— START Extracted information —

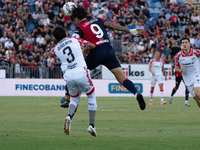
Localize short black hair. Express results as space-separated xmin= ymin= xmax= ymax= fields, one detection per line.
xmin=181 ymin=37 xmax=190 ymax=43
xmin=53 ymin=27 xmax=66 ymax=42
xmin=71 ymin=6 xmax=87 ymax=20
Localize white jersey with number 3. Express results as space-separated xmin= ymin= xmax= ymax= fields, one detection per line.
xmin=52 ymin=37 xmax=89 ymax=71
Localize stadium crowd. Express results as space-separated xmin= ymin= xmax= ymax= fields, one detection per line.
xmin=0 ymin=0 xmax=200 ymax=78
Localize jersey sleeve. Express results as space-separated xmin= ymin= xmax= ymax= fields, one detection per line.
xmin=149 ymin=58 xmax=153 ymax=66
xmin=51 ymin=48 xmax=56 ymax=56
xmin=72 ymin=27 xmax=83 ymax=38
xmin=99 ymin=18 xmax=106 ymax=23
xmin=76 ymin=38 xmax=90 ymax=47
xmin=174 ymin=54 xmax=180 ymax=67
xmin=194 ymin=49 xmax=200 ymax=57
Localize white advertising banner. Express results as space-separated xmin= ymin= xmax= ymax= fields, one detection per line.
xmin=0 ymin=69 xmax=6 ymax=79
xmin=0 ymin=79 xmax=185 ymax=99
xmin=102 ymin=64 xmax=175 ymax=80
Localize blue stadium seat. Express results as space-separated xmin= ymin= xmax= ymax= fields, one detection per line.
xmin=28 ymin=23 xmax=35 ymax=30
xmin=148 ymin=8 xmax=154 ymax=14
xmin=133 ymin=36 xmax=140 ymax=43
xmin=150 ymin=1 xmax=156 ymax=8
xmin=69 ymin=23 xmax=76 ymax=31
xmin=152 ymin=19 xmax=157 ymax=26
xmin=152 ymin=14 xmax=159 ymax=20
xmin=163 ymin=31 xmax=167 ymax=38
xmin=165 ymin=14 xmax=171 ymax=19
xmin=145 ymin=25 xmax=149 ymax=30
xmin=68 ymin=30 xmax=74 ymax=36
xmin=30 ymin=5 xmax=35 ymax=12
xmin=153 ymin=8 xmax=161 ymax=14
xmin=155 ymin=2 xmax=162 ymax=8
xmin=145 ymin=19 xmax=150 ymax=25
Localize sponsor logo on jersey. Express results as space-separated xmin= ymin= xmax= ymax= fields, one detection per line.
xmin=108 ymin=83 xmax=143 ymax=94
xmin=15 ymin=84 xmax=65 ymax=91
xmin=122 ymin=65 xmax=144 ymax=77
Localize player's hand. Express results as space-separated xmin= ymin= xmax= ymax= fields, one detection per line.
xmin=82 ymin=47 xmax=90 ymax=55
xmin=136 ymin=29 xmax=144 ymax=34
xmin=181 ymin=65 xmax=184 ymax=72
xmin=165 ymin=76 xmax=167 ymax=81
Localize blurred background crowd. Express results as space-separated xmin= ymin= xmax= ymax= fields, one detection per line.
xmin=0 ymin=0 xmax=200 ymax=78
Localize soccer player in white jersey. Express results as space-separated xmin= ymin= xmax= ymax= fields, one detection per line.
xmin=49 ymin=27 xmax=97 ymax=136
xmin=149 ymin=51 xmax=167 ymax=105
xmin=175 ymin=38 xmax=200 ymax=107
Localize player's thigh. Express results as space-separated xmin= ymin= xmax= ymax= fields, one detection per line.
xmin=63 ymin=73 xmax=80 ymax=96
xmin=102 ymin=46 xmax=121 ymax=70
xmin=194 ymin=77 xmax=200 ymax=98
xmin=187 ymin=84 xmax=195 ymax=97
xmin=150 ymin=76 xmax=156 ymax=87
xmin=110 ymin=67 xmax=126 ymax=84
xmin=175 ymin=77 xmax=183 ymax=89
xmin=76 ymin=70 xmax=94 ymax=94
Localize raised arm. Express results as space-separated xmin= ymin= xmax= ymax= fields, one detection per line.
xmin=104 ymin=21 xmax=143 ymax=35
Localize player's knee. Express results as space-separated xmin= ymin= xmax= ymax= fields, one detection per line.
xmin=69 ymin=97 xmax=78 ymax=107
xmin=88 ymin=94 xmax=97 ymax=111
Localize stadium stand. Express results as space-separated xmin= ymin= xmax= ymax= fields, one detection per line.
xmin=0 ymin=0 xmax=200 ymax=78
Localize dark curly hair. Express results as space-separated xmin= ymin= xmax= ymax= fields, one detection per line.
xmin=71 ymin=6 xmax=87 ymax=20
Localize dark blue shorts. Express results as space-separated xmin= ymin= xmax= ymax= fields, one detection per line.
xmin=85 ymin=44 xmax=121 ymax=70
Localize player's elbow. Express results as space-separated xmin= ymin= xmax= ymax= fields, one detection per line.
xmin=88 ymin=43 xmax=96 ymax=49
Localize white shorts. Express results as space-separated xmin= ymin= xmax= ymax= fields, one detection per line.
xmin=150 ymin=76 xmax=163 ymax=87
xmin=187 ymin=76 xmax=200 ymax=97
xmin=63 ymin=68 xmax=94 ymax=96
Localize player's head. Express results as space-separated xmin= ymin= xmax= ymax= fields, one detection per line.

— END Extracted information —

> Given exercise
Rewrite the records from their start through the line containing "xmin=102 ymin=64 xmax=175 ymax=80", both ends included, swapping "stadium crowd" for "spectator crowd" and changing nothing else. Leave the pictures out of your answer.

> Output for this task
Localize short black hair. Express results as space-separated xmin= ymin= xmax= ymax= fields, one detection per line.
xmin=181 ymin=37 xmax=190 ymax=43
xmin=53 ymin=27 xmax=66 ymax=42
xmin=71 ymin=6 xmax=87 ymax=20
Localize white jersey with number 3. Express results as space-separated xmin= ymin= xmax= ymax= fields, one detection per line.
xmin=52 ymin=37 xmax=89 ymax=71
Localize spectator crowd. Express results as space-separated xmin= ymin= xmax= ymax= fields, one detection per line.
xmin=0 ymin=0 xmax=200 ymax=78
Localize jersey sleeve. Express results as space-separated xmin= ymin= xmax= ymax= fields, one detection per line.
xmin=149 ymin=58 xmax=153 ymax=66
xmin=51 ymin=48 xmax=56 ymax=56
xmin=72 ymin=27 xmax=83 ymax=38
xmin=99 ymin=18 xmax=106 ymax=23
xmin=76 ymin=38 xmax=90 ymax=47
xmin=174 ymin=54 xmax=180 ymax=67
xmin=194 ymin=49 xmax=200 ymax=57
Localize white advertising banner. Express results as space-separated xmin= ymin= xmax= ymax= fields, one detection per line.
xmin=0 ymin=69 xmax=6 ymax=79
xmin=0 ymin=79 xmax=185 ymax=99
xmin=102 ymin=64 xmax=175 ymax=80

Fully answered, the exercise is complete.